*Instructions to follow:*
Report how many lines of the listing contain the string "bolt", with no other words.

┌────────

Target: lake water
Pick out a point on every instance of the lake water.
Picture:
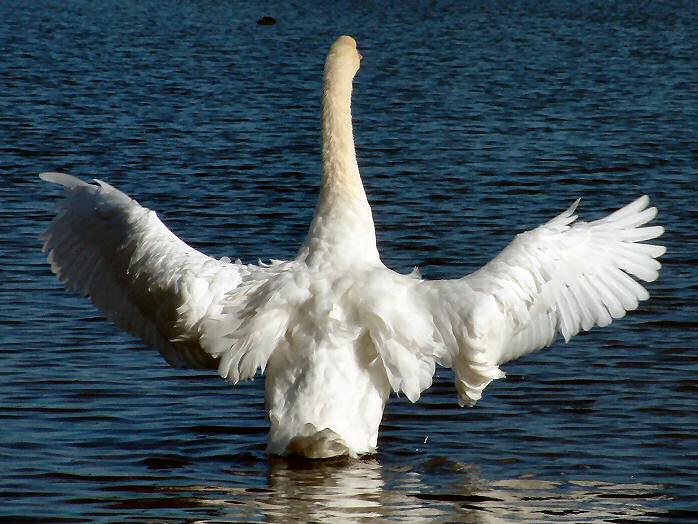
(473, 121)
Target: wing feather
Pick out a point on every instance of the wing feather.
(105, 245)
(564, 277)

└────────
┌────────

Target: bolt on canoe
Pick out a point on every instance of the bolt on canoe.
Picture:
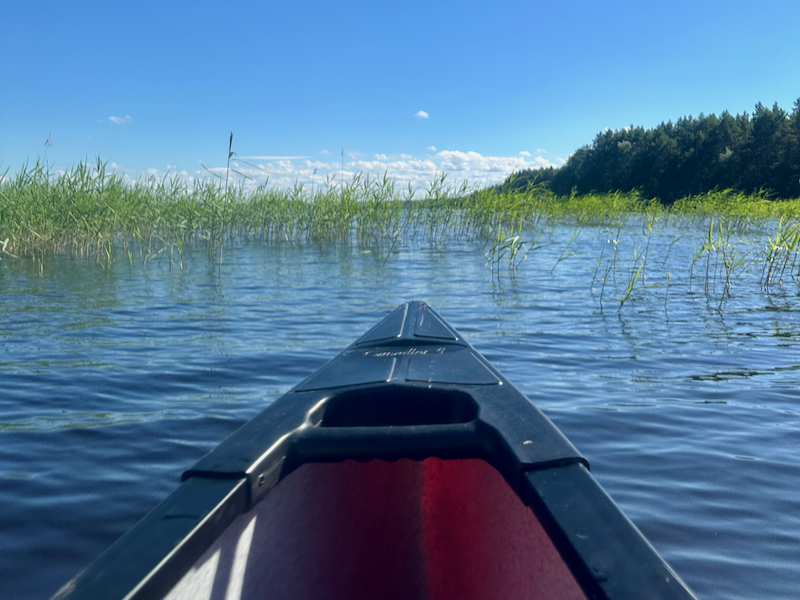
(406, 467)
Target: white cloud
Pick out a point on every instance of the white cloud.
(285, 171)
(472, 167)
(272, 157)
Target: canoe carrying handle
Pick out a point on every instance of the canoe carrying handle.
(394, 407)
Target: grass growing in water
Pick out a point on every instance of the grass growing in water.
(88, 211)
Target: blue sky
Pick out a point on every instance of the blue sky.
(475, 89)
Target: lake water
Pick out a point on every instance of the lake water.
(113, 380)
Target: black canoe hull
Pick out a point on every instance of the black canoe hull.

└────────

*Exercise response:*
2